:: Set problem ::
Duplicate the lines of the data below, starting at the line that contains "on the bare" and ending at the end of the data, with both ends included.

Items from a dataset
━━━━━━━━━━━━━━━━━━━━

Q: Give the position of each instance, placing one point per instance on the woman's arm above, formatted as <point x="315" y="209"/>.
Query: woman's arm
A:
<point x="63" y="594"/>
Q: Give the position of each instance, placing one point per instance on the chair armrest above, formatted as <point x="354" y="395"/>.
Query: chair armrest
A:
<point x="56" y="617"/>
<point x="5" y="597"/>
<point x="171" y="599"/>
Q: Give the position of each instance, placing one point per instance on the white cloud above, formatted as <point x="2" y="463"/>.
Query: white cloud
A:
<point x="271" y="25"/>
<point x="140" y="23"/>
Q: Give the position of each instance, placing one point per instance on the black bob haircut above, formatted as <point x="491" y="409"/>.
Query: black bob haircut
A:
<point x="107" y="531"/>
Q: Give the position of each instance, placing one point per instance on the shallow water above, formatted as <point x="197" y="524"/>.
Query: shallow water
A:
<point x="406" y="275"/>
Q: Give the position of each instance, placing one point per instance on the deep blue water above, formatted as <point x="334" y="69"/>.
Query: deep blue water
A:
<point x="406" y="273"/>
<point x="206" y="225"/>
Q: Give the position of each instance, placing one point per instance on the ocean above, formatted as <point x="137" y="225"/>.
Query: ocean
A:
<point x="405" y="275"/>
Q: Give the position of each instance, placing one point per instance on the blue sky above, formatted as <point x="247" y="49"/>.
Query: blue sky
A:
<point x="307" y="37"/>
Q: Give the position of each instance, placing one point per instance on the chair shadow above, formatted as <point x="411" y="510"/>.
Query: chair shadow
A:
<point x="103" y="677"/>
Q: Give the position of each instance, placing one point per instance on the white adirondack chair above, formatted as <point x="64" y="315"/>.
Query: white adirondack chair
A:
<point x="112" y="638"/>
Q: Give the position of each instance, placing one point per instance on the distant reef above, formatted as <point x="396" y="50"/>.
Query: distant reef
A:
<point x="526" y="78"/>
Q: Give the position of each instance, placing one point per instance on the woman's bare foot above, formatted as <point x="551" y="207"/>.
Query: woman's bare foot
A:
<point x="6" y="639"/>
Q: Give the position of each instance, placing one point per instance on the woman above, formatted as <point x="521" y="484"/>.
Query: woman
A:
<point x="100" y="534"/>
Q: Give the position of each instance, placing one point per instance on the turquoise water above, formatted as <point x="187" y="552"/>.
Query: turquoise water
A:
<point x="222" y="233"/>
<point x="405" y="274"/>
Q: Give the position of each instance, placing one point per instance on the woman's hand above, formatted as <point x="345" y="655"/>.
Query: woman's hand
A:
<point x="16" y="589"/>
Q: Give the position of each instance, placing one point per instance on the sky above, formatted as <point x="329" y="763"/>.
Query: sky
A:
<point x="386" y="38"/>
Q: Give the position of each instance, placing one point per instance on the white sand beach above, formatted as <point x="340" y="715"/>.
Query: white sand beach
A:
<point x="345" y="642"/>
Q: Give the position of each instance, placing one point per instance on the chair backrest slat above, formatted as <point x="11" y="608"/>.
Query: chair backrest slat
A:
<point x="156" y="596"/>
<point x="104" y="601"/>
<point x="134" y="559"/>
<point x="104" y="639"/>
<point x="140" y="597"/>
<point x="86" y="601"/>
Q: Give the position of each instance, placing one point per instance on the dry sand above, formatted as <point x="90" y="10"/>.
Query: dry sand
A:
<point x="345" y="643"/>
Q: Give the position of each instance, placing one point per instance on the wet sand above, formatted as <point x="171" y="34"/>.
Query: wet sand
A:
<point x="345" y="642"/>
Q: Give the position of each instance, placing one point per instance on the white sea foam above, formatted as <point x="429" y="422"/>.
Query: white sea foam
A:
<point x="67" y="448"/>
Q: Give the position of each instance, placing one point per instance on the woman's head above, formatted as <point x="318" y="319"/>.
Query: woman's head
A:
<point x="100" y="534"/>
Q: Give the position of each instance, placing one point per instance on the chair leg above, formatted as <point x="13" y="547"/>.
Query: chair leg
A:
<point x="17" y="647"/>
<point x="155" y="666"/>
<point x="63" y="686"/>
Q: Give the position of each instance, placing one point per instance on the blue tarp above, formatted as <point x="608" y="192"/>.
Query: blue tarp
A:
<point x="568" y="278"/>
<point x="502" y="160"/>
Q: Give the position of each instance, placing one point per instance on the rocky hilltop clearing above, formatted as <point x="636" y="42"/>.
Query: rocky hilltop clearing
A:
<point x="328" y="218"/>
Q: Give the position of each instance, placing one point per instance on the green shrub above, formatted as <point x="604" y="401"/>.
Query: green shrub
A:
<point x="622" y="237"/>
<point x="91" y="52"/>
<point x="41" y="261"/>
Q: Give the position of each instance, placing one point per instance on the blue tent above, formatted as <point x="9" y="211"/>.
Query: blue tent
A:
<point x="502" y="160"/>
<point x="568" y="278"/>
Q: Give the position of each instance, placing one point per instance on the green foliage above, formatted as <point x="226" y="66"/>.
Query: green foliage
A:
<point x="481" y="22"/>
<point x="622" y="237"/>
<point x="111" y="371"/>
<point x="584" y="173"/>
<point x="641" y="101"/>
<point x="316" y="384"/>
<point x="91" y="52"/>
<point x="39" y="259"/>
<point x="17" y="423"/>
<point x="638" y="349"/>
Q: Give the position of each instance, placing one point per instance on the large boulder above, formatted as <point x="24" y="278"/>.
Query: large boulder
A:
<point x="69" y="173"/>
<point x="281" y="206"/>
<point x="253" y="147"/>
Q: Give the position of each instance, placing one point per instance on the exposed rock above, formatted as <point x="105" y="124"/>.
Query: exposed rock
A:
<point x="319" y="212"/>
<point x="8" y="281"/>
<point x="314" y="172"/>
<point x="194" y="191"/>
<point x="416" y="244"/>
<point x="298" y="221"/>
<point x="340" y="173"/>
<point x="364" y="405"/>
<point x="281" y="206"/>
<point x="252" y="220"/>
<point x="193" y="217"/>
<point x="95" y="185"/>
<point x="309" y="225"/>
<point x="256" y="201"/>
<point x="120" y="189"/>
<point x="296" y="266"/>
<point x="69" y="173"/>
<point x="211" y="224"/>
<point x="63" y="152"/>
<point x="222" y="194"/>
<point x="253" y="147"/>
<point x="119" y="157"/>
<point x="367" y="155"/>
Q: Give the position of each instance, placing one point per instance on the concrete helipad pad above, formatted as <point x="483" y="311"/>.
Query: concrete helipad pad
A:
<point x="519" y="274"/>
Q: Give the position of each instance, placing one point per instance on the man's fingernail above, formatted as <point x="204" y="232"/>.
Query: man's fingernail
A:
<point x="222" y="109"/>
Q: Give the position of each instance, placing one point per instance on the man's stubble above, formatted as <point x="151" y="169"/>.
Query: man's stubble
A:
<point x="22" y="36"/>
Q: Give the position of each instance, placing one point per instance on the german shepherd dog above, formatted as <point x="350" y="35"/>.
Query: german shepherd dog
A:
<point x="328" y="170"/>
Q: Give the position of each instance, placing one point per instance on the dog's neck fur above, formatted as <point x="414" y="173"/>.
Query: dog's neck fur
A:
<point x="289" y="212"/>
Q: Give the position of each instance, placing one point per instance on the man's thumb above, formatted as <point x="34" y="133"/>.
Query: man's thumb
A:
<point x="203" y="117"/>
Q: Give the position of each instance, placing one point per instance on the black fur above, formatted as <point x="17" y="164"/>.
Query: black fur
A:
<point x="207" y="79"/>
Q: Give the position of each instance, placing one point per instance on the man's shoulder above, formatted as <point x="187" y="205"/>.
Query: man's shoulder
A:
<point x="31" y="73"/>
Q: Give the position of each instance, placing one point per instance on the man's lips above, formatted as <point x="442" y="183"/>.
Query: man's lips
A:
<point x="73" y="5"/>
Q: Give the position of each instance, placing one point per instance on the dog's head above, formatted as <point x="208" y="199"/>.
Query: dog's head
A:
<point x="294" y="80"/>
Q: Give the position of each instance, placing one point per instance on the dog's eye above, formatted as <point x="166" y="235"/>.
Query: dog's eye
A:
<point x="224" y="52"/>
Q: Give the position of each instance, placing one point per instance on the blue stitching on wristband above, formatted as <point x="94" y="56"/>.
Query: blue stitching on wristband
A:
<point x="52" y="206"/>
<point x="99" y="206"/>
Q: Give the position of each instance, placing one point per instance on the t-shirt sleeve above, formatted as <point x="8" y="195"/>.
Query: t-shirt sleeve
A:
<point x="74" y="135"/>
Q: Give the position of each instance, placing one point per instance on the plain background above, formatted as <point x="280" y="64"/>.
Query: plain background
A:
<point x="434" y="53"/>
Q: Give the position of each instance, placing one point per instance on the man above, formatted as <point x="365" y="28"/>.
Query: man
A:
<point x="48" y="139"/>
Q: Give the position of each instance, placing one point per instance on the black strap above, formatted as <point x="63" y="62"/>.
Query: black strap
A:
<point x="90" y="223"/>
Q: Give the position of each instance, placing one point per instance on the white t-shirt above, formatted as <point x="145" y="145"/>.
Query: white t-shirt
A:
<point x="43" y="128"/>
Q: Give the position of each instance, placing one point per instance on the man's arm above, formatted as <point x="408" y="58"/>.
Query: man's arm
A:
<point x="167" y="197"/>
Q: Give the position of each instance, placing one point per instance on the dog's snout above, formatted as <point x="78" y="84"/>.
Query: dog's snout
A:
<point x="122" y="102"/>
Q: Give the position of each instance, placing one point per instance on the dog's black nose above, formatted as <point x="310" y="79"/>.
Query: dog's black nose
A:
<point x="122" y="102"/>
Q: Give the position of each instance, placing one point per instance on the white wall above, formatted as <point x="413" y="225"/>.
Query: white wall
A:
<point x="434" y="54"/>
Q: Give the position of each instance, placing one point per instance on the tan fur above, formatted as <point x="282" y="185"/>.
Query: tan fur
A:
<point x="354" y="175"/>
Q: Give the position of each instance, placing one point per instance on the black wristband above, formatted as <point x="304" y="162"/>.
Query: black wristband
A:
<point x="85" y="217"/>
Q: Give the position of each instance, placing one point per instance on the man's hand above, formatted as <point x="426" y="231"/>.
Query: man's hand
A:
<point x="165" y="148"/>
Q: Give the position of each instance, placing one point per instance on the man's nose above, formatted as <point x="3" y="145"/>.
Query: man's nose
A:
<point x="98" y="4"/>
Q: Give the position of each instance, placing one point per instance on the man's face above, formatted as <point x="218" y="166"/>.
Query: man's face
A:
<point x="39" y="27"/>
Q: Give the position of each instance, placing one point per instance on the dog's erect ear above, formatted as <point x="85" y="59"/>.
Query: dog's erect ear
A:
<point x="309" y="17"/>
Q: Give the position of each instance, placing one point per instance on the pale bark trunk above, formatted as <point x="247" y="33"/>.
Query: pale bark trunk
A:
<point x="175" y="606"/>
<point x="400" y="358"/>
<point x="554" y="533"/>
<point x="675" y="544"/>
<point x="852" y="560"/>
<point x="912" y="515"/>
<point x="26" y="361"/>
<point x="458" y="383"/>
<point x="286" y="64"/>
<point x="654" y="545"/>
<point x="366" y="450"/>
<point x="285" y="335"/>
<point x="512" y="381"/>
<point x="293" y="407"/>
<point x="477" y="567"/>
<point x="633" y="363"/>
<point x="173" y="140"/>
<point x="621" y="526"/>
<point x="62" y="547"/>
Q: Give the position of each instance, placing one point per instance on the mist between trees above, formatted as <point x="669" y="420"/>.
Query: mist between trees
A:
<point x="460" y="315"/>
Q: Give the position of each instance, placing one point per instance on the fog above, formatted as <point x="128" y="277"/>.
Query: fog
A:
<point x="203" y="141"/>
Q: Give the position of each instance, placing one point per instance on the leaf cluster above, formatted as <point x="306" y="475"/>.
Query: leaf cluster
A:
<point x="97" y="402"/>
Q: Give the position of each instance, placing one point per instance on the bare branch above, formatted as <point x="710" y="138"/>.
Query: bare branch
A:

━━━━━━━━━━━━━━━━━━━━

:: Exercise answer ::
Q: Give the position of each instance, placing one point per instance on the bare branch above, formatted as <point x="710" y="138"/>.
Query: bare branch
A:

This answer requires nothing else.